Vorliegender Text =
== == ==
Obwohl die Qualität eines Lebensmittels, bedingt durch die Vielzahl der einwirkenden Faktoren
und die individuell unterschiedliche Meinungsbildung, von jedem Menschen anders gesehen wird,
folgt der eigentliche Wahrnehmungsvorgang bestimmten Regeln und lässt sich theoretisch
darstellen. Da nicht alle den Käufer interessierenden Produkteigenschaften zum Zeitpunkt des
Kaufs zugänglich sind, bedient sich der Verbraucher sogenannter Qualitätsindikatoren. Durch
den indirekten Charakter der Merkmalserfassung treten nachweislich Fehler auf, weshalb die
Verbraucher die Beschaffenheit von Lebensmitteln vor einem Kauf nicht immer korrekt ermitteln.
Hieraus kann sich eine falsche Produkterwartung ableiten, die unter Umständen zu einer
veränderten Wahrnehmung des tatsächlichen Produkterlebnisses führt. Wenn solche
Fehlperzeptionen bei nicht verifizierbaren Eigenschaften (sogenannten Glaubenseigenschaften)
auftreten, lassen sie sich durch Produkterfahrungen, auch auf längere Sicht, nicht korrigieren.
Begünstigt wird die Fehlbeurteilung von Lebensmitteln durch die Fülle und Unübersichtlichkeit
des derzeitigen Informationsangebotes, welches die Kapazitäten der Verbraucher nur
unzureichend berücksichtigt, sowie durch das Wissen der Anbieter um die Möglichkeiten, wie sie
Wahrnehmungsverschiebungen herbeiführen.
Obwohl eine steigende Qualitätsorientierung der Verbraucher besteht, wirken sich in der Regel
auch qualitätsunabhängige Faktoren auf den Lebensmittelkauf aus. Neben bestimmten
Gewohnheiten und sozialen Komponenten verhindern vor allem Kostenfaktoren, dass die
präferierte Qualität erworben wird. Letzere umfassen neben finanziellen Auslagen auch
Aufwendungen anderer Art, zum Beispiel zusätzlicher Zeitaufwand und Wege.
== == ==
Arbeitsanweisungen =
A. Geben Sie an, wie der Text über Lebensmittelqualität nicht verifizierbare Eigenschaften bezeichnet.
B. Nennen Sie alle Faktoren, die laut dem Text über Lebensmittelqualität verhindern, dass die präferierte Qualität erworben wird.
C. Greifen Sie den Text über die Wahrnehmung von Lebensmittelqualität auf und führen Sie ihn im Anschluss an seinen letzten Satz weiter.
Die Einträge spielen hierfür keine Rolle.
== == ==
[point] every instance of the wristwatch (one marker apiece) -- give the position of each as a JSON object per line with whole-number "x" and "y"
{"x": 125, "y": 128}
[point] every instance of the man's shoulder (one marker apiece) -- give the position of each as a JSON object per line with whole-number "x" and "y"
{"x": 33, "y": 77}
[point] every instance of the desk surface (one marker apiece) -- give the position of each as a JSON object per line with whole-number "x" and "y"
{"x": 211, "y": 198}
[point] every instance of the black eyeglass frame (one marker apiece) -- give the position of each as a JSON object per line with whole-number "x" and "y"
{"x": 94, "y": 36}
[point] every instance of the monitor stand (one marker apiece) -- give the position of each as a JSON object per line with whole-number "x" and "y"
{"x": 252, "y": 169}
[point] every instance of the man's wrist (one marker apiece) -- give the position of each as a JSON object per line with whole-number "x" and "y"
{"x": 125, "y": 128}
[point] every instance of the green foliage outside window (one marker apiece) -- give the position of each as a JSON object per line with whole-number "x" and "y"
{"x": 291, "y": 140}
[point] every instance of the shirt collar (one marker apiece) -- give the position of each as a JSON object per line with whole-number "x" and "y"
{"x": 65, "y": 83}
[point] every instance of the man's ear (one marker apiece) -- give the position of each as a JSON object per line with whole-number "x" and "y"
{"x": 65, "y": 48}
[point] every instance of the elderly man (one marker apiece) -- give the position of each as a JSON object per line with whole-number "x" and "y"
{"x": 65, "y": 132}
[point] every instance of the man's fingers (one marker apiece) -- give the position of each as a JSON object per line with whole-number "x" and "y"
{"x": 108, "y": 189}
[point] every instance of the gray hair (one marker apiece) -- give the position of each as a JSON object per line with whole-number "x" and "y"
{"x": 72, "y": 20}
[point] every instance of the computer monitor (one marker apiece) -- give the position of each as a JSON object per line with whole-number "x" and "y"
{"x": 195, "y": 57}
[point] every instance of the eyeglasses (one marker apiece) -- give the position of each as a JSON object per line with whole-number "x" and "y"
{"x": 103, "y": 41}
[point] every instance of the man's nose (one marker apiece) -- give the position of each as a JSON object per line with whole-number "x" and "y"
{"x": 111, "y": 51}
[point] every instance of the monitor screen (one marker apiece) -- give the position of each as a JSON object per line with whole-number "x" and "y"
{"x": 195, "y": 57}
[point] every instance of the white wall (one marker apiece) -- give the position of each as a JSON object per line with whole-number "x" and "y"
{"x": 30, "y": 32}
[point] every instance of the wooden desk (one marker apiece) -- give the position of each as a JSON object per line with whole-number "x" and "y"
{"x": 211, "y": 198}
== == ==
Ergebnisse je Aufgabe =
A. Glaubenseigenschaften

B. Bestimmte Gewohnheiten, soziale Komponenten und vor allem Kostenfaktoren.

C.
Trotz erheblicher Informationsmengen und dem Empfinden einer tendenziell abnehmenden
Qualität des Gesamtangebotes sehen sich die Verbraucher in den meisten Fällen als relativ
kompetente Marktpartner und halten sich demnach für fähig, erfolgreiche Entscheidungen zu
fällen. Verunsichernd wirken vermeintliche und reale Gesundheitsrisiken, denen die meisten
Konsumenten aber mit einer zuversichtlichen Beurteilung ihrer persönlichen Risiken (?optimistic
bias?) begegnen.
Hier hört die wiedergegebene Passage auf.